## GIVEN PASSAGE
#####

[ExI] The NSA's new data center

Sun Apr 1 19:27:30 UTC 2012

On Sun, 1 Apr 2012, Eugen Leitl wrote:

> On Sat, Mar 31, 2012 at 11:37:29PM +0200, Tomasz Rola wrote:
> 
> > Keep in mind I am not talking about what is going to be possible. It will 
> 
> I am only talking about what is feasible. NSA is a pretty conservative
> shop, so I don't think they'd be pushing the envelope. They're going to
> have several approaches, including running Oracle on a cluster. 

Actually, I was addressing only idea of total surveillance. That NSA has 
been gathering all kind of info, this I realised long ago. And I am a bit 
indifferent to this, because I am not a gangster, not even a politician or 
banker. Spying on me is waste of resources, but who I am to tell them how 
to spend their money :-). I understand they may be somewhere ahead of us 
mortals, but not necessarily in a "revolutionary ahead" manner.

So, all my number juggling relates only to the idea of doing total 24/7 
surveillance and not some possible data center. If I ever was to do such 
thing myself, I would probably go with enormous tape library for longterm 
storage and one of those hippy supercomputating storage array to fetch 
data from tapes and crunch it, and store the outcomes.

> But, if you're pushing the envelope, you can e.g. put up plenty of
> low-power SATA on trays with an ARM SoC + mesh (GBit/s Ethernet or
> custom), and hook it up via InfiniBand, and fill up several tennis
> courts with these.

You see, I could push the envelope however I wanted, but this does not 
change simple facts:

- total annual production of harddrives is, say 650 million unit

- if you want to store 10TB/year/head you need:

[16]> (defconstant +zeta+ (expt 10L0 21))

#####

## DIRECTIVE 1
Reproduce word for word the stretch of the NSA data center thread from "So, all my number" through "courts with these.".
## DIRECTIVE 2
Carry on the NSA data center thread from the point at which it ends.

## DATA EXCERPTS
#####

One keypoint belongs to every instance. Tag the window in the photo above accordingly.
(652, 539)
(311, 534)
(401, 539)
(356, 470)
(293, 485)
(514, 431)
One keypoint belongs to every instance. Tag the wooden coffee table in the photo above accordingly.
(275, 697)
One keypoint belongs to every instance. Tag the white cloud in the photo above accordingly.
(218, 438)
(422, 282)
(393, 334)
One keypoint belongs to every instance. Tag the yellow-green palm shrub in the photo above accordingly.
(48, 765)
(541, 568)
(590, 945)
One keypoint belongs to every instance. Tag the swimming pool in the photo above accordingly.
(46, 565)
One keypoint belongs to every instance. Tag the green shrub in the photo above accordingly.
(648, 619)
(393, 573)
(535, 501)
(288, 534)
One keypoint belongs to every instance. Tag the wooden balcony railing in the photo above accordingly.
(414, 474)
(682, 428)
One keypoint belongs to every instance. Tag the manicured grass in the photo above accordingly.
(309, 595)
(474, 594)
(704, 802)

#####

## FINAL ANSWER 1
So, all my number juggling relates only to the idea of doing total 24/7 
surveillance and not some possible data center. If I ever was to do such 
thing myself, I would probably go with enormous tape library for longterm 
storage and one of those hippy supercomputating storage array to fetch 
data from tapes and crunch it, and store the outcomes.

> But, if you're pushing the envelope, you can e.g. put up plenty of
> low-power SATA on trays with an ARM SoC + mesh (GBit/s Ethernet or
> custom), and hook it up via InfiniBand, and fill up several tennis
> courts with these.

## FINAL ANSWER 2
+ZETA+

[17]> (defconstant +exa+ (expt 10L0 18))
+EXA+

[18]> (defconstant +peta+ (expt 10L0 15))
+PETA+

[19]> (defconstant +tera+ (expt 10L0 12))
+TERA+

[20]> (defconstant +million+ (* 1000 1000))
+MILLION+

[21]> (defconstant +billion+ (* 1000 +million+))
+BILLION+

[22]> (/ (* 10 +tera+ 8 +billion+) +exa+)
80000.0L0

[23]> (/ (* 10 +tera+ 8 +billion+) +zeta+)
80.0L0

That's 80 ZB every year, and almost yottabyte after ten years. Or, if you 
prefer, this is 80 billion 1TB discs. Or 20 billion of 4TB discs. Or 30 
years of worldwide _official_ harddrive production. Every year. Assuming 
you will want 4TB discs, which will have 4 or 5 platters and so will be 
more prone to mechanical failure than 1-platter/1TB ones. AFAIK.

And if you wanted to go with 1TB/1-platters, this is 123 years of 
harddrive production, which you will have to make and buy every year.

In other words, if you want total surveyance:

- one 3.5'' hard disc measurements is 101.6 mm x 25.4 mm x 146 mm

- how much volume is needed to store 80 billion of 1TB discs?

[28]> (defconstant +millimetre+ 1L-3)

[32]> (let ((hddv (* 1016L-1 +millimetre+ 254L-1 +millimetre+ 146L0 
+millimetre+)) (units1TB (* 10L0 8 +billion+)) ) (* units1TB hddv))

3.0141875199999999995L7 ;; it is this many m^3, 3*10^7 or...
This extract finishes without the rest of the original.